- STUDY QUESTIONS
1. Reproduce the passage on vitamin D in youth with type 1 diabetes between "Keywords: diabetes, pediatrics, vitamin" and "populations (2, 3).", inclusive, swapping "bone deformation" for "skeletal deformity".
2. Extend the passage on vitamin D in youth with type 1 diabetes, picking up after its final sentence.

- PROVIDED PASSAGE
────

Abstract
Serum 25-hydroxyvitamin D (25OHD) was measured in 128 youth with type 1 diabetes (T1D). Less than 25% of the patients were vitamin D sufficient. Given that individuals with T1D possess multiple risk factors for skeletal fragility, ensuring vitamin D sufficiency throughout childhood and adolescence in this population seems especially warranted.
Keywords: diabetes, pediatrics, vitamin D, bone
Chronic severe vitamin D deficiency in infants and children causes bone deformation from poor mineralization (i.e., rickets). Less severe vitamin D insufficiency prevents youth from attaining their optimal peak bone mass and may contribute to increased fracture risk later in life (1). Vitamin D inadequacy constitutes a largely unrecognized epidemic in many populations (2, 3).
Type 1 diabetes (T1D) also negatively impacts bone health and is associated with a modest reduction in bone mineral density (BMD) and strength (4, 5) as well as an increase in fracture risk among middle age and older individuals (6). To date, several potential mechanisms for reduced BMD associated with diabetes have been proposed, including advanced glycation end products in bone collagen (7), hypercalciuria associated with glycosuria (8), inflammatory cytokines (9), and diabetic microangiopathy with reduced blood flow to bone (10). It is not known, however, if aggressively treating diabetes can help preserve skeletal health (11).

────

- DATA FOR ANALYSIS
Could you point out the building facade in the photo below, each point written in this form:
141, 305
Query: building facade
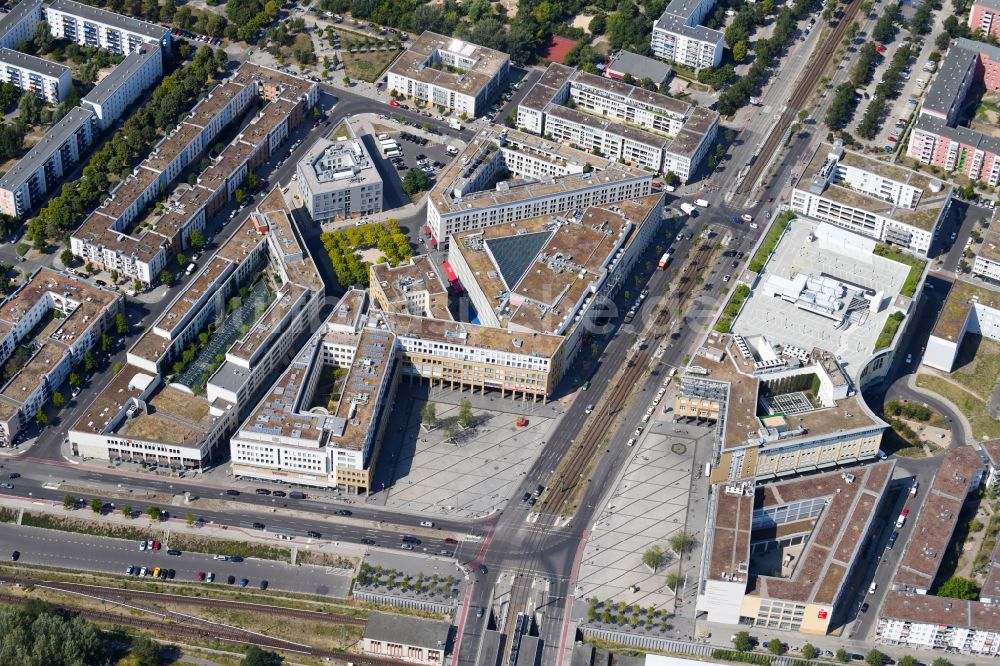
336, 180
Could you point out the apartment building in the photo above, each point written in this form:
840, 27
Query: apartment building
777, 556
41, 170
450, 73
118, 90
506, 175
337, 180
910, 616
679, 37
175, 403
102, 29
114, 237
882, 201
52, 320
18, 25
617, 120
297, 435
968, 308
49, 81
937, 138
982, 17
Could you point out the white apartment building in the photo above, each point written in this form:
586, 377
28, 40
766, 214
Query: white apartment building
549, 178
450, 73
18, 25
99, 28
874, 199
678, 37
618, 120
140, 69
49, 81
336, 180
42, 169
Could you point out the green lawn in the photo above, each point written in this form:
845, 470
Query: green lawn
983, 425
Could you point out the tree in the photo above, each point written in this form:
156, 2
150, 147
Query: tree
465, 415
957, 587
257, 657
874, 658
742, 641
654, 557
681, 542
428, 415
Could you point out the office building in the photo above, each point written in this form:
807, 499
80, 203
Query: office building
118, 90
49, 81
506, 175
102, 29
18, 25
679, 37
41, 170
968, 308
617, 120
46, 327
872, 198
937, 138
778, 556
337, 180
450, 73
251, 303
912, 617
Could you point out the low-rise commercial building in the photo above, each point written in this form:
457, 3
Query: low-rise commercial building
968, 308
49, 81
46, 327
778, 556
41, 170
679, 37
618, 120
910, 616
882, 201
102, 29
506, 175
449, 72
337, 180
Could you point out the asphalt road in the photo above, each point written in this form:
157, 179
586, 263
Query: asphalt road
106, 555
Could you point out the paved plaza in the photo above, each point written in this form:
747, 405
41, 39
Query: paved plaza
650, 503
420, 471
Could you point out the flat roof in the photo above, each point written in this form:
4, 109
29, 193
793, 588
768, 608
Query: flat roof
127, 23
487, 142
538, 270
933, 527
415, 63
958, 304
51, 142
31, 63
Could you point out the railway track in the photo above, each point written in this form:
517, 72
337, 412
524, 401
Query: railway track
120, 593
799, 97
589, 443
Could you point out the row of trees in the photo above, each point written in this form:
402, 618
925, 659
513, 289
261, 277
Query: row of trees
172, 99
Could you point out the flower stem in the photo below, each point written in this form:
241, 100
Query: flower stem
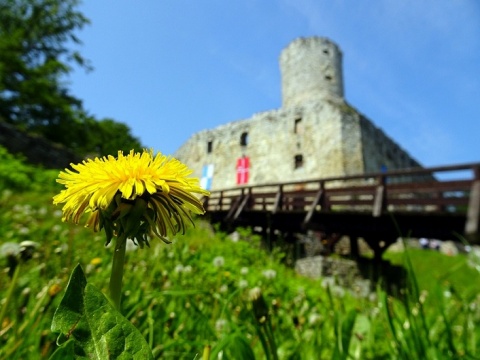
13, 283
117, 270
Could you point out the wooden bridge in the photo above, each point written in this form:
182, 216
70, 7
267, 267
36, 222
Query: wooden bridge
439, 202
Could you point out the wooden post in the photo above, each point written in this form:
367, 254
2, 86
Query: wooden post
277, 205
354, 252
473, 212
379, 200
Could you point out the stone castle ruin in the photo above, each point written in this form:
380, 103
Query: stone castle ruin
315, 134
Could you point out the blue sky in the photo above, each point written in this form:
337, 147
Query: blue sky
171, 68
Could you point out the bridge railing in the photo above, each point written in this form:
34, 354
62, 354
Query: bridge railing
409, 190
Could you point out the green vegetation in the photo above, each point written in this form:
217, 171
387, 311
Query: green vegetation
208, 290
37, 53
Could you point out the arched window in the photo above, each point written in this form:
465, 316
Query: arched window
298, 161
244, 139
297, 129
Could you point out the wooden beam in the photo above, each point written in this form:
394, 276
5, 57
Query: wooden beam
316, 201
240, 208
379, 199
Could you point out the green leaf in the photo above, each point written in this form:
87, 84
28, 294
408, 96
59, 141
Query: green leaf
98, 330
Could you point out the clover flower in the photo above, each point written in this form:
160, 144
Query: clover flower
137, 196
218, 261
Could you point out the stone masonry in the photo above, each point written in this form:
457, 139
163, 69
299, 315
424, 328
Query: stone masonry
315, 134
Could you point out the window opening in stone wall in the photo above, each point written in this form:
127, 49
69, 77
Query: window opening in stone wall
298, 161
244, 139
297, 129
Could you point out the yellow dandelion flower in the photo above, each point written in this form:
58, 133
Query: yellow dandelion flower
96, 261
137, 195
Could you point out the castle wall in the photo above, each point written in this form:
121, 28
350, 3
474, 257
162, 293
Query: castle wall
311, 70
316, 134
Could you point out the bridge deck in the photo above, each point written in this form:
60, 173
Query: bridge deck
379, 206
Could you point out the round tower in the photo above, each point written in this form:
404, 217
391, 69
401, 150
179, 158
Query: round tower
311, 70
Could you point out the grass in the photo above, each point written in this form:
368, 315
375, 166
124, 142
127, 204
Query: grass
234, 299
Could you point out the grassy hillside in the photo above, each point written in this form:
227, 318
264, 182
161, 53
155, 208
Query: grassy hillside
207, 290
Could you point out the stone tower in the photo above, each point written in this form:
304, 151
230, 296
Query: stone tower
311, 70
315, 134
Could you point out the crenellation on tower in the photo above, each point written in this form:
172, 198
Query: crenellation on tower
315, 134
311, 70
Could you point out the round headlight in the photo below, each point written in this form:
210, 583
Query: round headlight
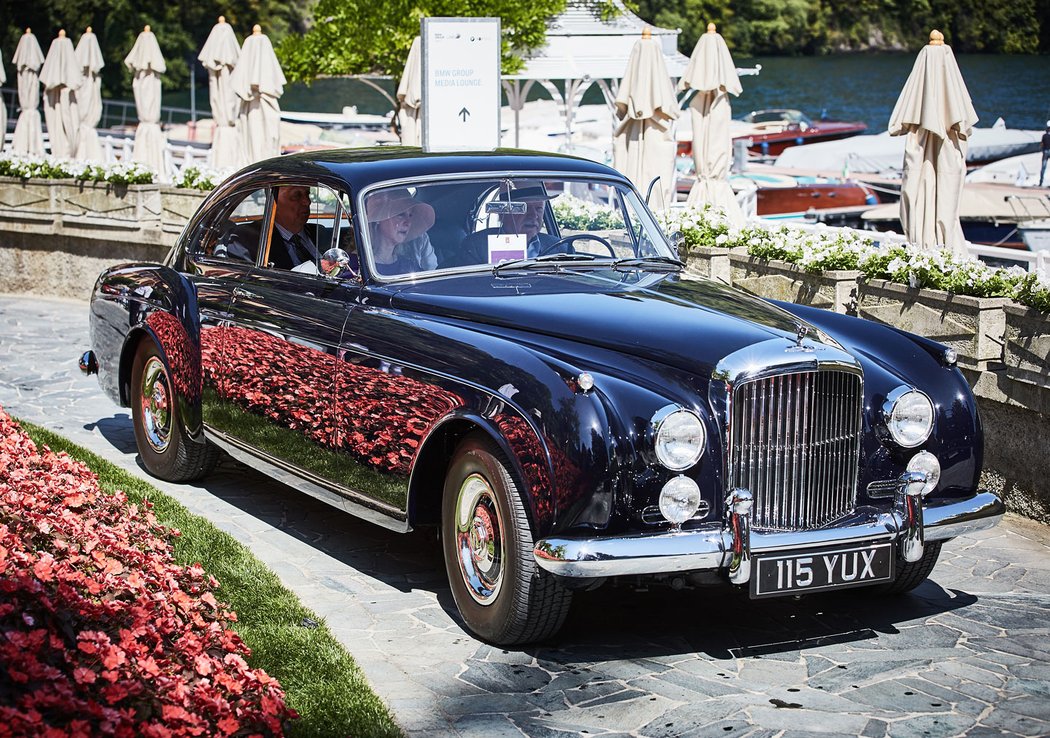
678, 500
679, 438
926, 463
909, 417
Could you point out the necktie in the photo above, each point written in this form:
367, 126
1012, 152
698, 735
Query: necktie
301, 250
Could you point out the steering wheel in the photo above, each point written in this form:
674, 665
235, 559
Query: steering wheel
568, 240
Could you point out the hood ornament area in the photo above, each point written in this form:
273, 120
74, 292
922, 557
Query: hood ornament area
800, 333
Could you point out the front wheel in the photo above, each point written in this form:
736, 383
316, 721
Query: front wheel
166, 449
503, 596
910, 574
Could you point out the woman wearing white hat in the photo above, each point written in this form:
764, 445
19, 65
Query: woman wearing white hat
398, 224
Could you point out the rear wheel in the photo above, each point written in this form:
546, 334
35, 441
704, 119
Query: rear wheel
164, 446
503, 596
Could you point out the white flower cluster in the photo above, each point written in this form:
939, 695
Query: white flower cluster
45, 167
579, 214
198, 176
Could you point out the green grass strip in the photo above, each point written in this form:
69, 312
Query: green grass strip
320, 679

────

- ACTIVITY ANSWERS
1.
Keywords: diabetes, pediatrics, vitamin D, bone
Chronic severe vitamin D deficiency in infants and children causes skeletal deformity from poor mineralization (i.e., rickets). Less severe vitamin D insufficiency prevents youth from attaining their optimal peak bone mass and may contribute to increased fracture risk later in life (1). Vitamin D inadequacy constitutes a largely unrecognized epidemic in many populations (2, 3).

2.
Given the negative impact of vitamin D inadequacy and T1D on bone health, youth with both conditions have multiple risk factors for increased skeletal fragility. Studies examining vitamin D inadequacy in youth with T1D have been somewhat limited. In one study from Italy (12) and a second study from Sweden (13), the mean level of vitamin D was found to be lower in patients with T1D at the time of diagnosis compared with controls. In a third more recent study from Australia, 43% of adolescents with T1D were found to be vitamin D deficient (14). Therefore, our aims were to assess vitamin D status in youth with T1D from the northeastern United States and to examine the influence of specific patient and disease characteristics on vitamin D status.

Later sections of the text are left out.